+++ TEXTE FOURNI

Une mauvaise connaissance de soi a assurément un impact direct sur celle du Monde selon Socrate, qui affirmait “Connais- toi toi-même et tu connaîtras la nature et les Dieux”.

L'Homme ressent le besoin impérieux, mais plus ou moins perceptible, d'un idéal de paix, et aspire de tout son être en un monde meilleur.

Les changements qu'il sou­haite trouver chez autrui et dans l'environnement qui conditionne sa qualité de vie, c'est d'abord en lui-même qu'il doit les pro­duire, dans l'harmonie des opposés transformés en com­plémentarité, dans le change­ment de son mode de penser privilégiant le pluriel au singu­lier, le général au particulier et abandonnant l'individualisme au profit du collectivisme le plus glo­bal, l'Humanité.

La partie divine est le noyau essentiel, la conscience, l'élé­ment de l'entité personnelle la plus pure, celle qui est reliée au-delà du temps et de l'espace à la conscience ultime : le soleil central.

Il importe, en premier lieu, de faire un retour au plus profond de soi, avec l'humilité pour guide, et c'est le sens dévoilé d'une inscription mystérieuse, qui sus-cite la curiosité du Récipiendaire dans la Chambre de Réflexion :

V.I.T.R.I.O.L.: Visite l'intérieur de la Terre et en Rectifiant tu trouveras la pierre cachée.
Ce voyage intérieur, l'éternel retour auquel aspire l'Homme, le retour vers l'Éternel, est diffi­cile car inhabituel.

L'Être humain a négligé le tem­ple intérieur de sa conscience ; il tourne plus facilement son regard vers l'extérieur où il juge, com­pare, prend modèle, imite et fina­lement se perd.

Connaître vraiment, sans com­plaisance ni faux-semblant, ses forces et ses faiblesses, accep­ter sa véritable personnalité et son milieu naturel, s'aimer et se comprendre d'abord, pour pou­voir aimer et comprendre l'autre, son frère, son égal, son double, voilà ce qu'il doit entreprendre.

Dans sa recherche d'authen­ticité, il doit retourner au point le plus élevé et le plus profond en lui : la source primordiale, y mou­rir à ce qu'il est devenu et retrou­ver, prêt à ressurgir régénéré, l'être unique de sa conception, l'enfant nu, primitif, vrai.

++++++

• [ÉNONCÉ 1]
Traduisez en anglais cette phrase du texte sur la connaissance de soi : « L'Homme ressent le besoin impérieux, mais plus ou moins perceptible, d'un idéal de paix, et aspire de tout son être en un monde meilleur. »

+++ DONNÉES FOURNIES

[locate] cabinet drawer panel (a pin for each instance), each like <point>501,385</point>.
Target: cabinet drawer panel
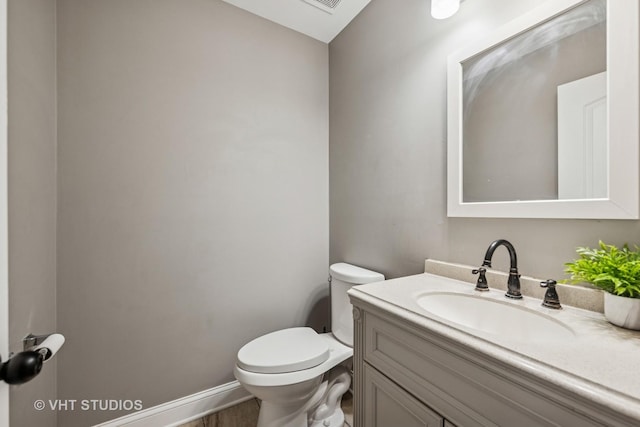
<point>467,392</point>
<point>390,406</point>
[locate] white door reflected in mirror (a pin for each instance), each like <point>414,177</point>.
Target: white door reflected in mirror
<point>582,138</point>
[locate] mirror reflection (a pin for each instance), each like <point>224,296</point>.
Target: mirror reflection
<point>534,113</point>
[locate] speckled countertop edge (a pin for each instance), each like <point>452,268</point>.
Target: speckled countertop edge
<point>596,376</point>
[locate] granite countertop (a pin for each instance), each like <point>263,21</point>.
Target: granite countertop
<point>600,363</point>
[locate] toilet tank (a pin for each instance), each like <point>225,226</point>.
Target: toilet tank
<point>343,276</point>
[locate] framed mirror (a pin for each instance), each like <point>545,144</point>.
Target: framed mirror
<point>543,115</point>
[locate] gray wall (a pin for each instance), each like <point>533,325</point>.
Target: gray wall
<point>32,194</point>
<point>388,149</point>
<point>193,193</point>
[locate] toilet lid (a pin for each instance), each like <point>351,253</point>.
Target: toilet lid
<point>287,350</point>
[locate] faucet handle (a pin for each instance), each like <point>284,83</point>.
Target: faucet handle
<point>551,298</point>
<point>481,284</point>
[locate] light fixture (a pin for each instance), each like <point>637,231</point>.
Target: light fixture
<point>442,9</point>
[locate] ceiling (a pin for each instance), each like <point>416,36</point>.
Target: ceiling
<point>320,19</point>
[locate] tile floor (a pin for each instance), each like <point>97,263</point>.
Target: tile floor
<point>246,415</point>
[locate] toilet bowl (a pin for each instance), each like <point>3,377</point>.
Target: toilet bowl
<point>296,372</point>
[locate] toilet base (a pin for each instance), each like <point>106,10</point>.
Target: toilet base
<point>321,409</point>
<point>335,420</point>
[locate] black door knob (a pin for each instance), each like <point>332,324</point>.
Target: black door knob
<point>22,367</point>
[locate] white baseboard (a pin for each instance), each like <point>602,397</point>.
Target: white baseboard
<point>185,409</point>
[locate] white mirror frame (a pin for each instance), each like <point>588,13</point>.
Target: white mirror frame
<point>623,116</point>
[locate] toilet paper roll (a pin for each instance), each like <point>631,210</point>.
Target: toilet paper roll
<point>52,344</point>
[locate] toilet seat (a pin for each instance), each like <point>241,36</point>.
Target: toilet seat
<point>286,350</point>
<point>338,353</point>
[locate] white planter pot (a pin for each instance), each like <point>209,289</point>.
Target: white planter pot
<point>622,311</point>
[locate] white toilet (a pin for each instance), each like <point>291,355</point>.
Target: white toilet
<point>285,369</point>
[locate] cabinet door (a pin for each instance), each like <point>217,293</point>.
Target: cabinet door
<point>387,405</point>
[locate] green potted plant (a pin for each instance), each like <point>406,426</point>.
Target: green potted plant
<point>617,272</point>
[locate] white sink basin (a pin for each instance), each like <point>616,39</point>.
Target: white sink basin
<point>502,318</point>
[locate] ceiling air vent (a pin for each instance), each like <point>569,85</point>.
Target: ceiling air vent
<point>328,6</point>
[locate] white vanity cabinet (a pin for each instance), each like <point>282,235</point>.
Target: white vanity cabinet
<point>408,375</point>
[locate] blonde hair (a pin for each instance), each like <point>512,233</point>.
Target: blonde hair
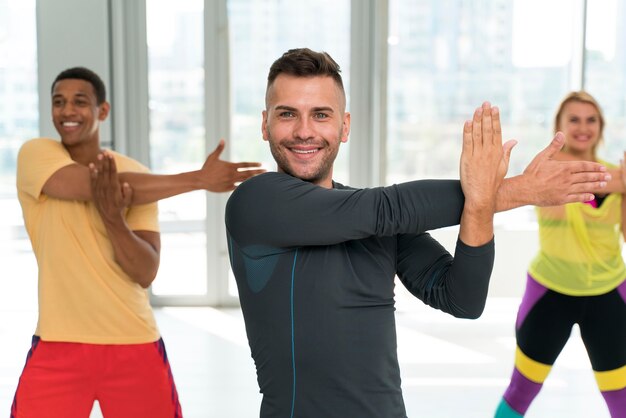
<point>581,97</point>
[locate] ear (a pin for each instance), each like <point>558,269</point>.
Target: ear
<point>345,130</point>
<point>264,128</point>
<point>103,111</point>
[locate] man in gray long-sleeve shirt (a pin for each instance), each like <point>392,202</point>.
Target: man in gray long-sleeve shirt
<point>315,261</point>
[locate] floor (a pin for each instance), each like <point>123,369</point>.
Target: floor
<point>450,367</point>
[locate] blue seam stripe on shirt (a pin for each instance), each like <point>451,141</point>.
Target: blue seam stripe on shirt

++++++

• [ÉNONCÉ 2]
Relevez chacune des lignes ci-dessus où figure la chaîne "gray", en respectant la casse.

• [CORRIGÉ 1]
Man feels the pressing, though more or less perceptible, need for an ideal of peace, and aspires with all his being to a better world.

• [CORRIGÉ 2]
[locate] gray wall (a pin for each instance), each like <point>533,325</point>.
Target: gray wall
[locate] man in gray long-sleeve shirt (a pin for each instance), each like <point>392,202</point>.
Target: man in gray long-sleeve shirt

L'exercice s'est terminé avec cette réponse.